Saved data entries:
# # # # # # #
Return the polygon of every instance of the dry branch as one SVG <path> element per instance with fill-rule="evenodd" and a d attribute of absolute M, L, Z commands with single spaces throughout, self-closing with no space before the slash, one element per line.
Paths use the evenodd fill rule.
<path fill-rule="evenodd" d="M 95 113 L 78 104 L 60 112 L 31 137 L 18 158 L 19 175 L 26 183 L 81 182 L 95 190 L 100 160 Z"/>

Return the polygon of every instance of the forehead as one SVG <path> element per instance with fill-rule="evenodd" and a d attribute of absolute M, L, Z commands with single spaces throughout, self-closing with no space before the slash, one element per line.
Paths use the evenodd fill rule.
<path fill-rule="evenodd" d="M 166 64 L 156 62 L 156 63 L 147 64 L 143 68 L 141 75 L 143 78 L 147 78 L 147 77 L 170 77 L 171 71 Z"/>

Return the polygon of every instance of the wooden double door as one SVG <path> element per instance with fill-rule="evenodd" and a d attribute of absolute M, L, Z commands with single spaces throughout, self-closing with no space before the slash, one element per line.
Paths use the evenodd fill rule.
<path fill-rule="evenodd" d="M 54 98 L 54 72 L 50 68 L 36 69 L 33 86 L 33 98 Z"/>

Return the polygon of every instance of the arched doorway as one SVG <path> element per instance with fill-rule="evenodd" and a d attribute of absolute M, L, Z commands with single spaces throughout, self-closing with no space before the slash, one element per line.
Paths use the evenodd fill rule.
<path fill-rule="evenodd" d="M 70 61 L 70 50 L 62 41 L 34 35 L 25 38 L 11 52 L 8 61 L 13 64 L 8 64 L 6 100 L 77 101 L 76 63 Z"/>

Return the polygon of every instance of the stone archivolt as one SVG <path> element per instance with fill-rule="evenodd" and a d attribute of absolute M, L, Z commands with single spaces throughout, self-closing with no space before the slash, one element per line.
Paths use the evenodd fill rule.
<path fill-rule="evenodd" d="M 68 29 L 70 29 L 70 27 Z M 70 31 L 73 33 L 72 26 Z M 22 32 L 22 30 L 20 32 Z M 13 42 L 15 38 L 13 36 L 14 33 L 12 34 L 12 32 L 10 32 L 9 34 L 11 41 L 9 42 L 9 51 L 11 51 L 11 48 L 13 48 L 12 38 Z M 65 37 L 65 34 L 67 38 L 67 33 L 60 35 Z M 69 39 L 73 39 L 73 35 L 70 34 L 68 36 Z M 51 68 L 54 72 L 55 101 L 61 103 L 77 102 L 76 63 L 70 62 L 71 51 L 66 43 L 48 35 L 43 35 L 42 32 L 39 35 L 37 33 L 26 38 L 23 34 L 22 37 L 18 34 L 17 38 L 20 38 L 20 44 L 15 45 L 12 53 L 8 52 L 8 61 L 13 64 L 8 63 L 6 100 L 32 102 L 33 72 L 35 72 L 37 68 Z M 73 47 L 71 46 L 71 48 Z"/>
# # # # # # #
#### REQUIRED TASK
Put every line of the listing above into a Markdown table with the columns "Row" and "Line", numbering the rows in order and leaving out blank lines.

#### ANSWER TO THE EXERCISE
| Row | Line |
|---|---|
| 1 | Return the polygon of every instance of the dry branch as one SVG <path> element per instance with fill-rule="evenodd" and a d attribute of absolute M, L, Z commands with single spaces throughout, self-closing with no space before the slash, one element per line. |
| 2 | Paths use the evenodd fill rule. |
| 3 | <path fill-rule="evenodd" d="M 95 113 L 78 104 L 60 112 L 31 137 L 18 158 L 19 175 L 26 183 L 81 182 L 95 190 L 100 160 Z"/> |
| 4 | Return the polygon of every instance of the forehead as one SVG <path> element per instance with fill-rule="evenodd" and a d attribute of absolute M, L, Z commands with single spaces throughout, self-closing with no space before the slash, one element per line. |
| 5 | Paths use the evenodd fill rule. |
| 6 | <path fill-rule="evenodd" d="M 166 64 L 156 62 L 156 63 L 147 64 L 143 68 L 141 75 L 143 78 L 147 78 L 147 77 L 170 77 L 171 71 Z"/> |
| 7 | Return the polygon of every instance of the wooden double door as one SVG <path> element per instance with fill-rule="evenodd" and a d attribute of absolute M, L, Z commands with single spaces throughout, self-closing with no space before the slash, one element per line. |
| 8 | Paths use the evenodd fill rule. |
| 9 | <path fill-rule="evenodd" d="M 54 98 L 54 72 L 50 68 L 36 69 L 33 86 L 33 98 Z"/> |
| 10 | Return the polygon of every instance of the arched doorway as one SVG <path> element per instance with fill-rule="evenodd" and a d attribute of absolute M, L, Z commands with single spaces throughout, self-closing with no space before the slash, one element per line. |
| 11 | Paths use the evenodd fill rule. |
| 12 | <path fill-rule="evenodd" d="M 70 61 L 70 50 L 62 41 L 34 35 L 25 38 L 11 52 L 8 61 L 13 64 L 8 64 L 6 100 L 77 101 L 76 63 Z"/> |
| 13 | Return the polygon of every instance of the stone archivolt as one SVG <path> element per instance with fill-rule="evenodd" and a d attribute of absolute M, L, Z commands with single spaces throughout, self-closing with no space before the slash, one element per line. |
| 14 | Paths use the evenodd fill rule. |
| 15 | <path fill-rule="evenodd" d="M 68 29 L 70 29 L 70 27 Z M 70 31 L 73 33 L 72 26 Z M 22 32 L 22 30 L 20 32 Z M 13 42 L 15 38 L 13 36 L 14 33 L 12 34 L 12 32 L 10 32 L 9 34 L 11 41 L 9 42 L 9 51 L 11 51 L 11 48 L 13 48 L 12 38 Z M 65 37 L 65 34 L 67 38 L 67 33 L 60 35 Z M 69 39 L 73 39 L 73 35 L 70 34 L 68 36 Z M 51 68 L 54 72 L 55 101 L 61 103 L 77 102 L 76 63 L 70 62 L 71 51 L 66 43 L 48 35 L 43 35 L 42 32 L 39 35 L 37 33 L 26 38 L 23 34 L 22 37 L 18 34 L 17 38 L 20 38 L 20 44 L 15 45 L 12 53 L 8 52 L 8 61 L 13 64 L 8 63 L 6 100 L 32 102 L 33 72 L 35 72 L 37 68 Z M 73 47 L 71 46 L 71 48 Z"/> |